======== Data records ========

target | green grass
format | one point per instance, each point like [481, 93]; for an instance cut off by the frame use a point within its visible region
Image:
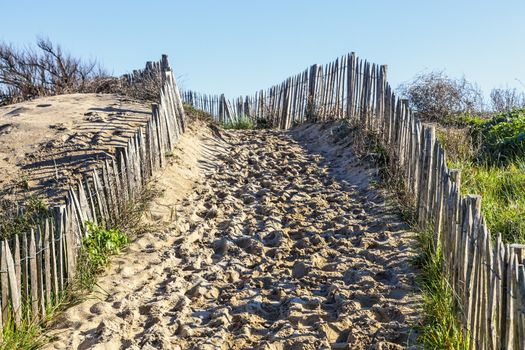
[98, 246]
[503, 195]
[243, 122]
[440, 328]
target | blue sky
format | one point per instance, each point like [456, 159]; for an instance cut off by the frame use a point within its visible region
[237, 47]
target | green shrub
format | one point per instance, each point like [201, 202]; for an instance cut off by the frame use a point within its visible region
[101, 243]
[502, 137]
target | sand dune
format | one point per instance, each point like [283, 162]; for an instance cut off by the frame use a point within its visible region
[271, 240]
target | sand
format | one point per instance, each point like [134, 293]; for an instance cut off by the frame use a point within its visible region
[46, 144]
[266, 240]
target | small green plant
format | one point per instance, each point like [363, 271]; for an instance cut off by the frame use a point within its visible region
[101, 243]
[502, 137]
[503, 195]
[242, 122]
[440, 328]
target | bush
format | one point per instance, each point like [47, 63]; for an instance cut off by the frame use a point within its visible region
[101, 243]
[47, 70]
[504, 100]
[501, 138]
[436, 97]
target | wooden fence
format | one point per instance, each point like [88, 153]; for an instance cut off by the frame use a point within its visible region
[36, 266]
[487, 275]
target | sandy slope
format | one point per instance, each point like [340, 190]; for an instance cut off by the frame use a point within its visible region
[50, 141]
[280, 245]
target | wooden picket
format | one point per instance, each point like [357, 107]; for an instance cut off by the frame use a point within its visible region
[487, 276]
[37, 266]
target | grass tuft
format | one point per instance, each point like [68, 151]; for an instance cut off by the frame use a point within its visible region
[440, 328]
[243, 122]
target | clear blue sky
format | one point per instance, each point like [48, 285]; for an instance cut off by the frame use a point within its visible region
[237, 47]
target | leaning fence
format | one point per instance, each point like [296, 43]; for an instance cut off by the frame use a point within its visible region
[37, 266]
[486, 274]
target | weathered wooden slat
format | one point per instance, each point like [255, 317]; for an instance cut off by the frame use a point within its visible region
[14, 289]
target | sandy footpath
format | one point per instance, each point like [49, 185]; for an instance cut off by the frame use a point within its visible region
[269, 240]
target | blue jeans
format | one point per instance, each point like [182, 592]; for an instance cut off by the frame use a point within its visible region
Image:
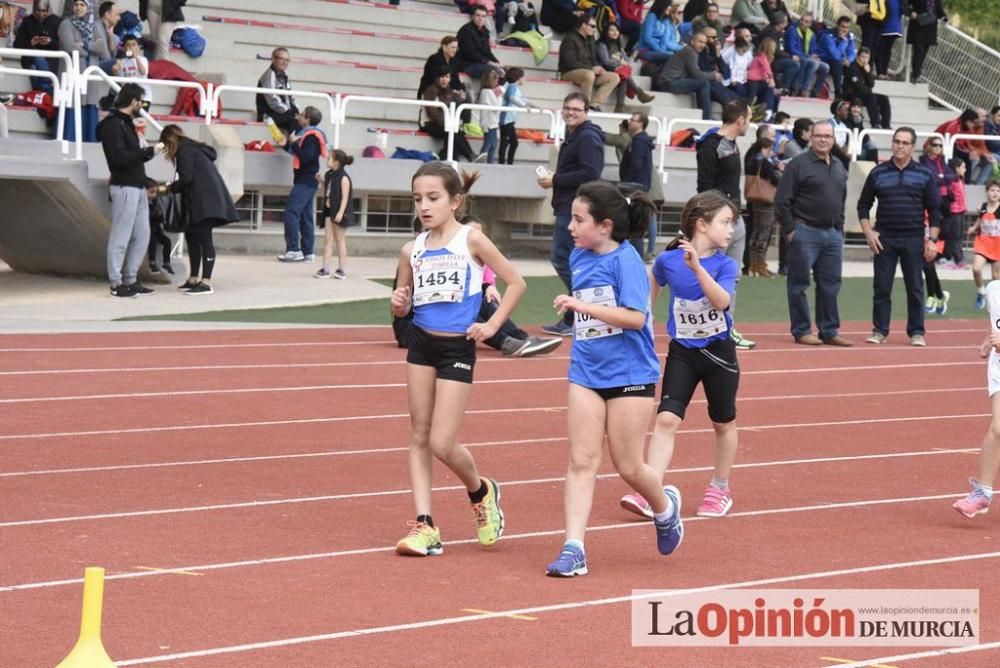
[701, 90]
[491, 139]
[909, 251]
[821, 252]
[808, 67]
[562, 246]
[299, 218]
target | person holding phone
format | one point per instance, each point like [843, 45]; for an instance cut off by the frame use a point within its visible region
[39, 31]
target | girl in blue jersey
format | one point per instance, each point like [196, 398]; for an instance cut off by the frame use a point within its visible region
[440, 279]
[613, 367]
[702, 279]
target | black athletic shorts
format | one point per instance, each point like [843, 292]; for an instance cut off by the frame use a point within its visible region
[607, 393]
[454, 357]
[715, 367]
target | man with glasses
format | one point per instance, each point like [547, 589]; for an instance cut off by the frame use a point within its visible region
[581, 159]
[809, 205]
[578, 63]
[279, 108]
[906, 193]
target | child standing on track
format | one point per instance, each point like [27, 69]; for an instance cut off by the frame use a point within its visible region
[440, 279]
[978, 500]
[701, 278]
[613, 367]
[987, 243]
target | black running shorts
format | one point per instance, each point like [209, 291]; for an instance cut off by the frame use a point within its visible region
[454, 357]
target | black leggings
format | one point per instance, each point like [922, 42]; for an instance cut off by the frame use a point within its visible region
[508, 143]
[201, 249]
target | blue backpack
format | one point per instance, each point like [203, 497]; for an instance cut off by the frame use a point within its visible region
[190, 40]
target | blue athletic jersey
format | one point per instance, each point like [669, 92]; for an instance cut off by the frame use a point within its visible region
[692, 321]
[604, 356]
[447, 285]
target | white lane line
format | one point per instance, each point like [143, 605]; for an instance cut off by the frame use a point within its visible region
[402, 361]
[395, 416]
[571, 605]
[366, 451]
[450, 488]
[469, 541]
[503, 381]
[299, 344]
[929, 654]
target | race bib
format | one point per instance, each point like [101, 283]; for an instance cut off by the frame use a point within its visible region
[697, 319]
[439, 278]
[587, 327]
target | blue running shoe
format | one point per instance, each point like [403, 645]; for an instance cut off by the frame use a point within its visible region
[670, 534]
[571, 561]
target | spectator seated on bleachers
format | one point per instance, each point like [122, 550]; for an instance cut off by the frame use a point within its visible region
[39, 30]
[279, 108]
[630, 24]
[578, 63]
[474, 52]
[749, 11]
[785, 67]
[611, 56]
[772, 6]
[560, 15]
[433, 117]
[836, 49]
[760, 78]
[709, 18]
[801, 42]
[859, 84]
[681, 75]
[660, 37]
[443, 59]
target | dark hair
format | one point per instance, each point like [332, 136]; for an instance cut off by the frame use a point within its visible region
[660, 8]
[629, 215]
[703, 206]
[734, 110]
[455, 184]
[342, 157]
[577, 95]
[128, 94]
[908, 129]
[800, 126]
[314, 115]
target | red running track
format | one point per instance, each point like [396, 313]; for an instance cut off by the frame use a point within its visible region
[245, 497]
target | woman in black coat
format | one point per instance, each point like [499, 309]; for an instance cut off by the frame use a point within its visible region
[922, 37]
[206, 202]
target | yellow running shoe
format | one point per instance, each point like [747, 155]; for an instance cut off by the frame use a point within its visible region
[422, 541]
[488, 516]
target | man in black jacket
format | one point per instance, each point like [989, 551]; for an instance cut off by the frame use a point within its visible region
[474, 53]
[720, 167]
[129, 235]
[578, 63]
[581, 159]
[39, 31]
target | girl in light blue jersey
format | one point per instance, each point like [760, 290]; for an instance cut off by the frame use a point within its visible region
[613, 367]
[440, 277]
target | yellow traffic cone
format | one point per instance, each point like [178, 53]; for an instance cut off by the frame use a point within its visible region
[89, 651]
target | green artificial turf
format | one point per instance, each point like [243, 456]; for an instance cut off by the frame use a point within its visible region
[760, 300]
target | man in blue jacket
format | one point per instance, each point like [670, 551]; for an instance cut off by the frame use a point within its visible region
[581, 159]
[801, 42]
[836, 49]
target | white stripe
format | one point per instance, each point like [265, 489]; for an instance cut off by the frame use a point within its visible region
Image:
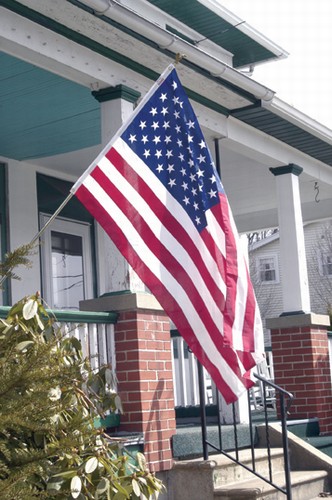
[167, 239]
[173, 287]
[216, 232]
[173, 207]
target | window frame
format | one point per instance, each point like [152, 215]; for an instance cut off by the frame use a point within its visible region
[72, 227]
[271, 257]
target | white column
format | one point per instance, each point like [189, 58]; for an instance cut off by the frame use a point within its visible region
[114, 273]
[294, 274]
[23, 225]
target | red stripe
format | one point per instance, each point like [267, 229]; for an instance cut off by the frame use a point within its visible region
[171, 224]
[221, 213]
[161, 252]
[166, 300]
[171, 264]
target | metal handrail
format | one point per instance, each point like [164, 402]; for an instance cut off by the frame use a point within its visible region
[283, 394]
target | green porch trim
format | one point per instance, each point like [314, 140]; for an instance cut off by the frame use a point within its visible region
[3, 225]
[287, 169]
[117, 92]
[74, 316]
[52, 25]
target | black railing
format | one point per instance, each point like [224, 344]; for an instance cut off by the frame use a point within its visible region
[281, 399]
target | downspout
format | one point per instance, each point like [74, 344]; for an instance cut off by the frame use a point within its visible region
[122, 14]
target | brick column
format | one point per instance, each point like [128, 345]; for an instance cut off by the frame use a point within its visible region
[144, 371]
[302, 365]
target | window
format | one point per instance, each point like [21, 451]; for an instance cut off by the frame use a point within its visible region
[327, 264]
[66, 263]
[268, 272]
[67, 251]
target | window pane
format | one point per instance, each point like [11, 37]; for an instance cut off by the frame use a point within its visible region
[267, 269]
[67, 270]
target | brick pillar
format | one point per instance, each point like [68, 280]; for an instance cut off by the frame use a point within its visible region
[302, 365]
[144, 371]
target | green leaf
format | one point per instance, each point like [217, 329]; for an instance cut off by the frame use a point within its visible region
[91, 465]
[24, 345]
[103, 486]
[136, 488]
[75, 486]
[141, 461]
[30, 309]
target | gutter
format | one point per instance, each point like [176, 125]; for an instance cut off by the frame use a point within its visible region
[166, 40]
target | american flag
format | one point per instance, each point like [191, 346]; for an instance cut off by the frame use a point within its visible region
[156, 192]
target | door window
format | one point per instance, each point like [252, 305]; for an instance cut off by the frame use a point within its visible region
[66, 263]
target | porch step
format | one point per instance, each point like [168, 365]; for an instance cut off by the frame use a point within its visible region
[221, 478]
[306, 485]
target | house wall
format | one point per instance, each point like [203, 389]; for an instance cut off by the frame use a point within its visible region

========

Look above for the line with "target | man in black jacket" and the line with "target | window frame"; set down those two lines and all lines between them exactly, without pictures and without anything else.

target | man in black jacket
format | one point per instance, each point like [989, 551]; for an instance cut off by the frame use a point within its visible region
[474, 53]
[720, 167]
[129, 235]
[578, 63]
[581, 159]
[39, 31]
target | girl in light blue jersey
format | one point per instance, each point like [760, 290]; for an instance cut off by the frame use a point within its visible region
[613, 367]
[440, 277]
target | yellow traffic cone
format | one point per instance, each point like [178, 53]; for an instance cut off by the frame use a point within its visible region
[89, 651]
target | green artificial turf
format | one point per instance, each point like [243, 456]; for an instance cut off by the frame use a point within its visible region
[760, 300]
target | man in blue jacket
format | one point per instance, each point like [670, 551]; for an instance cut off by the frame use a point within its visible region
[581, 159]
[801, 42]
[836, 49]
target | white stripe
format | one point per instance, each point like [265, 489]; for an instance cut off by the frame use a point within its visible region
Image:
[167, 239]
[173, 287]
[216, 232]
[173, 207]
target | window frame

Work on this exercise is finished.